Перепишите только строки записей, начиная со строки с "# test: pointer drops one pin on the girl" и до конца записей включительно, вместе с запросами. Координаты точек в ответах масштабируйте, умножив на 1,4 и округлив до целых (половины округляйте вверх).

----------

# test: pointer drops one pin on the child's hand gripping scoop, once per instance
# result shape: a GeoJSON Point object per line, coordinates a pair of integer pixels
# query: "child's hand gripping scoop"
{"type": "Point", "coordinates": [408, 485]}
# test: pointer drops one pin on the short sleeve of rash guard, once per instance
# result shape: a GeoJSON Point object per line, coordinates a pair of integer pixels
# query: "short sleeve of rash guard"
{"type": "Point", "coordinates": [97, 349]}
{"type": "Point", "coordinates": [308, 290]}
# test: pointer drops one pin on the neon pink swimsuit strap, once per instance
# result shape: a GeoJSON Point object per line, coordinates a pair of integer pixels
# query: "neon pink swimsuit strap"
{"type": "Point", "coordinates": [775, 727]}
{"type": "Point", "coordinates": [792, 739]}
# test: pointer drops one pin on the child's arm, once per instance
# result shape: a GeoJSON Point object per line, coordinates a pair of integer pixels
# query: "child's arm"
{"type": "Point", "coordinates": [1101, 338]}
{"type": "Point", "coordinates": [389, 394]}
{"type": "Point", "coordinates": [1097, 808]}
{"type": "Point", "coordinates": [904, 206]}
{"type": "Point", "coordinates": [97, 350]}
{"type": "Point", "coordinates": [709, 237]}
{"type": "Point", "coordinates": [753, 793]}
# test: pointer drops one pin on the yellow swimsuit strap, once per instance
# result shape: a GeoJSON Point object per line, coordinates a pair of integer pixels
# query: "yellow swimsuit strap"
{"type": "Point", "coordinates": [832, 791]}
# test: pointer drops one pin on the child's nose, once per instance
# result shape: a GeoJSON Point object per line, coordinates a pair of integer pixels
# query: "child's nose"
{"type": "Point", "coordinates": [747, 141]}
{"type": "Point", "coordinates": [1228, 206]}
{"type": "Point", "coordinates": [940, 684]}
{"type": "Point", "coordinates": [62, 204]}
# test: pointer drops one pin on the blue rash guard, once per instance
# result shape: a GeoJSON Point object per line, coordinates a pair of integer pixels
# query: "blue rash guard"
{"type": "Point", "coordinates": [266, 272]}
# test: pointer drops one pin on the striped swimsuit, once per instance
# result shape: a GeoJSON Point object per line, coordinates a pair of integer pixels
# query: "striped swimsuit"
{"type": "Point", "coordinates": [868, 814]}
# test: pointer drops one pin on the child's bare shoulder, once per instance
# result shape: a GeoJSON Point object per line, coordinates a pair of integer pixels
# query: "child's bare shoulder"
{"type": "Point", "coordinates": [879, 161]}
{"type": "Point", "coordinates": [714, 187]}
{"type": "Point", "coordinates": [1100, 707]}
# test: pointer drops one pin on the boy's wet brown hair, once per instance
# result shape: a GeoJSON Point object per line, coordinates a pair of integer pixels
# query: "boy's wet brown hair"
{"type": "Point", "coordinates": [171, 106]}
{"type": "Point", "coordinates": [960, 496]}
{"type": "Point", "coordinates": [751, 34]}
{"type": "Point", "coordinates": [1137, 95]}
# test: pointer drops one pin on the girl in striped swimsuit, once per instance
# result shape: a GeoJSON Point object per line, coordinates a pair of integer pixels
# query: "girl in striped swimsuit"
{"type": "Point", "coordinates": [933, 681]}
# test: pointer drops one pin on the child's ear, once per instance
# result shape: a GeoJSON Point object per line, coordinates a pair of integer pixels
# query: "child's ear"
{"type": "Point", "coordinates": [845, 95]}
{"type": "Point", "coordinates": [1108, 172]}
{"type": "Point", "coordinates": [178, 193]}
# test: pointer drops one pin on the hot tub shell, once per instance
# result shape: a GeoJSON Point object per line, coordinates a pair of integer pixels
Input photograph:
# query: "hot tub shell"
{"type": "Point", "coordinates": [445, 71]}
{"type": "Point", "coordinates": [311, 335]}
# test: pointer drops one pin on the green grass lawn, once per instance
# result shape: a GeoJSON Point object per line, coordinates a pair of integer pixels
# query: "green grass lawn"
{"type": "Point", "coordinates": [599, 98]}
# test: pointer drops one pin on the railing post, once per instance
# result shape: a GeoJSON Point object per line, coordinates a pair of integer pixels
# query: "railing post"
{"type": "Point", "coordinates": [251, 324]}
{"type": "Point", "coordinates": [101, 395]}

----------

### ОТВЕТ НА ЗАДАНИЕ
# test: pointer drops one pin on the girl in striped swimsuit, once per instance
# result shape: a GeoJSON Point object per line, coordinates a pair of integer pixels
# query: "girl in striped swimsuit"
{"type": "Point", "coordinates": [1306, 953]}
# test: pointer drops one pin on the child's ear, once per instance
# result shape: a GeoJSON Point object per line, coordinates a pair of integer pixels
# query: "child's ear"
{"type": "Point", "coordinates": [1183, 133]}
{"type": "Point", "coordinates": [1551, 241]}
{"type": "Point", "coordinates": [249, 270]}
# test: pointer drops one pin on the hot tub shell, once per instance
# result shape: a GeoJSON Point object per line, coordinates a pair of integer pixels
Input photograph:
# query: "hot tub shell"
{"type": "Point", "coordinates": [623, 99]}
{"type": "Point", "coordinates": [435, 469]}
# test: pointer drops one pin on the green grass lawn, once per instance
# result shape: a GeoJSON Point object per line, coordinates a pair of integer pixels
# query: "green grass lawn"
{"type": "Point", "coordinates": [839, 137]}
# test: pointer drops one pin on the railing post, once per instance
# result shape: a GeoJSON Point object per line, coordinates a pair of integer pixels
# query: "railing post"
{"type": "Point", "coordinates": [351, 454]}
{"type": "Point", "coordinates": [141, 553]}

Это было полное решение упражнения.